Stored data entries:

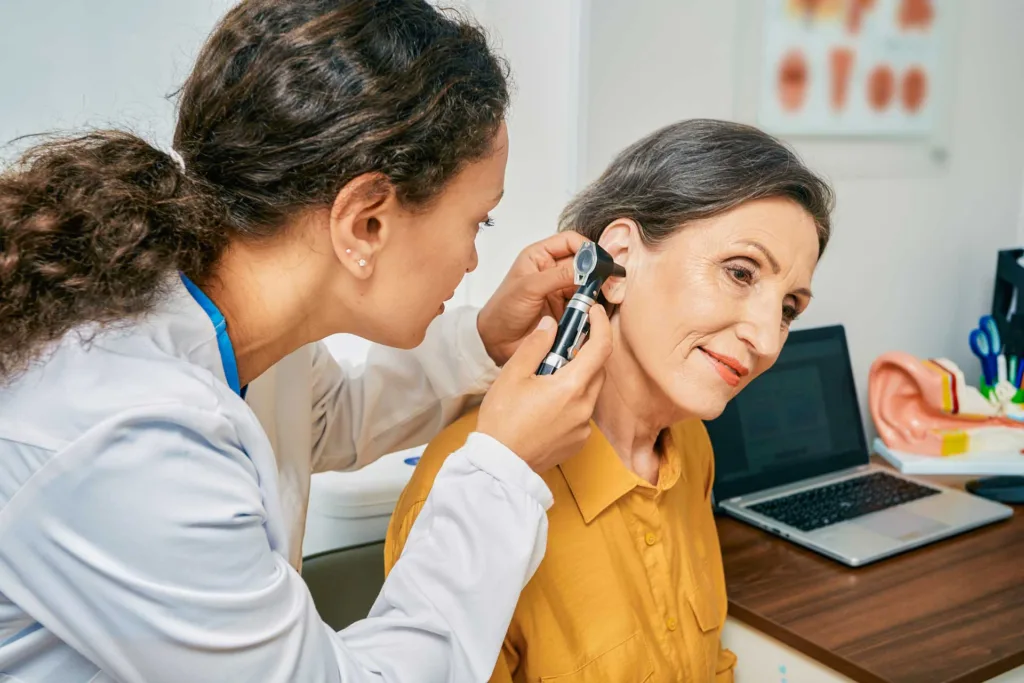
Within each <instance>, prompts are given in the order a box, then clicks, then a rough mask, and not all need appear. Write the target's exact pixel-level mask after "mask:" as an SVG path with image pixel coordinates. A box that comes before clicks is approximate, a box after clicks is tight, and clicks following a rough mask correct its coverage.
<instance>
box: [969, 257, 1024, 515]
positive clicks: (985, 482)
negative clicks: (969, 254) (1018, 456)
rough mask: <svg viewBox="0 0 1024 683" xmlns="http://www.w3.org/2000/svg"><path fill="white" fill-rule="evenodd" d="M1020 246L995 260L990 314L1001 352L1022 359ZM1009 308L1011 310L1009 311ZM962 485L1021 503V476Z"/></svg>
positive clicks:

=== Written task ===
Give back all of the material above line for line, without the pictures.

=== Your solution ===
Within each <instance>, prompts are given in the order a box, then clicks, then a rough mask, and not all need appear. Write the target's exact pixel-level mask after "mask:" as an SVG path with image pixel coordinates. A box that comes before clicks is approximate, a box after clicks is tight, and clicks following a rough mask correct its coverage.
<instance>
box: [969, 257, 1024, 515]
positive clicks: (985, 482)
negative clicks: (969, 254) (1018, 456)
rough mask: <svg viewBox="0 0 1024 683" xmlns="http://www.w3.org/2000/svg"><path fill="white" fill-rule="evenodd" d="M1020 246L995 260L990 314L1001 352L1022 359ZM1009 308L1011 310L1009 311ZM962 485L1021 503V476Z"/></svg>
positive clicks:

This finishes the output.